= Passage provided =
# Buying wood in bulk from Home Depot



## 12point (Jun 25, 2009)

In the next month or so i plan on buying about $1,500 dollars worth of wood and materials to bulid a fence around my back yard. Has anyone else bought materials to build a fence from HOme Depot? If so are they negotiable on a price or can you get them to deliver the wood?


----------



## crank49 (Apr 7, 2010)

If you are a contractor you get a 10% discount. They will rent you a truck to deliver it with.


----------



## Sawdustmaker (Jan 2, 2008)

If you plan on getting the best material for the buck, purchase it on a Thursday when they get the shelves stocked for the week-end. If you purchase on Monday, you get what everyone else has sorted through over the week-end. If you just place an order and are not willing to sort your own, then you get what the picker wants to get rid of.


----------



## 33706 (Mar 5, 2008)

Apply for the HD credit card. They give 15% off your first purchase. I think you have to actually have the card IN your hand before that first-purchase discount is in effect, so be sure and ask first. I knew a young couple, building their own home, who saved thousands this way.


----------



## canadianchips (Mar 12, 2010)

Home Depot sometimes offers "Interest free for 1 year" deals on purchases over $500. (At one time), you may want to look at something like that as well. You might need contractor card for that promotion also !


----------



## IrreverentJack (Aug 13, 2010)

I wouldn't assume that HD always has the "best" price. Take your materials list to all the lumber yards/mills in your area. Look at what they're selling and ask for their best price. You might want to spend a little more and buy elsewhere if the lowest price is for the worst wood. -Jack


----------



## Manitario (Jul 4, 2010)

I bought all my fence wood from HD, and have bought a significant amount of wood from them during my basement renos. As others have mentioned, they tend to be non-negotiable in price, and offered to deliver the wood only for a $50 charge.


----------



## FatherHooligan (Mar 27, 2008)

I would second what IrreverentJack says about HD not necessarily being the least expensive. I bought my ceiling OSB from Windsor Plywood here in Brandon and they were less costly and they delivered and once they delivered they even went the extra mile and off loaded it into my garage (something they don't usually do as they say it is curbside delivery). It may have helped that it was my wife who was home at the time of the delivery as I had been working crazy hours. Anyway check around there may be much better deals than what HD offers.


----------



## HorizontalMike (Jun 3, 2010)

All Home Depots offer a 10% discount to all veterans.


----------



## CoryE (Feb 22, 2011)

My wife works for HD and I was a mill work specialist there for 5 years. They will not negotiate the price but as someone posted you can get 10% as a contractor and they have credit card scams for discounts. If you want to price match, well good luck, it has to be the same grade and producer or they will claim it is a different product. I built a split rail fence 3 years ago and purchased my wood from a local mill, paid less per gross board foot and received fewer shoddy boards.


----------



## CoryE (Feb 22, 2011)

Ack double posting.


----------



## 12point (Jun 25, 2009)

= Source excerpt =
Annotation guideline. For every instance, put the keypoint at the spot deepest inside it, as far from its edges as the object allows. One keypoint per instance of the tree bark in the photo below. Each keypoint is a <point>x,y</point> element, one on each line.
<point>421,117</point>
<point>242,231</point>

= Requirements =
• A. Write out everything in the Home Depot lumber thread from "If you plan" down to "get rid of.", word for word.
• B. In the Home Depot lumber thread, how much did Home Depot charge Manitario to deliver the wood?
• C. List every discount or deal at Home Depot that posters in the Home Depot lumber thread mention.
The data above plays no part in what is asked here.

= Task answers =
• A.
If you plan on getting the best material for the buck, purchase it on a Thursday when they get the shelves stocked for the week-end. If you purchase on Monday, you get what everyone else has sorted through over the week-end. If you just place an order and are not willing to sort your own, then you get what the picker wants to get rid of.

• B. $50.

• C.
- A 10% discount for contractors
- 15% off the first purchase with the Home Depot credit card
- "Interest free for 1 year" deals on purchases over $500
- A 10% discount for veterans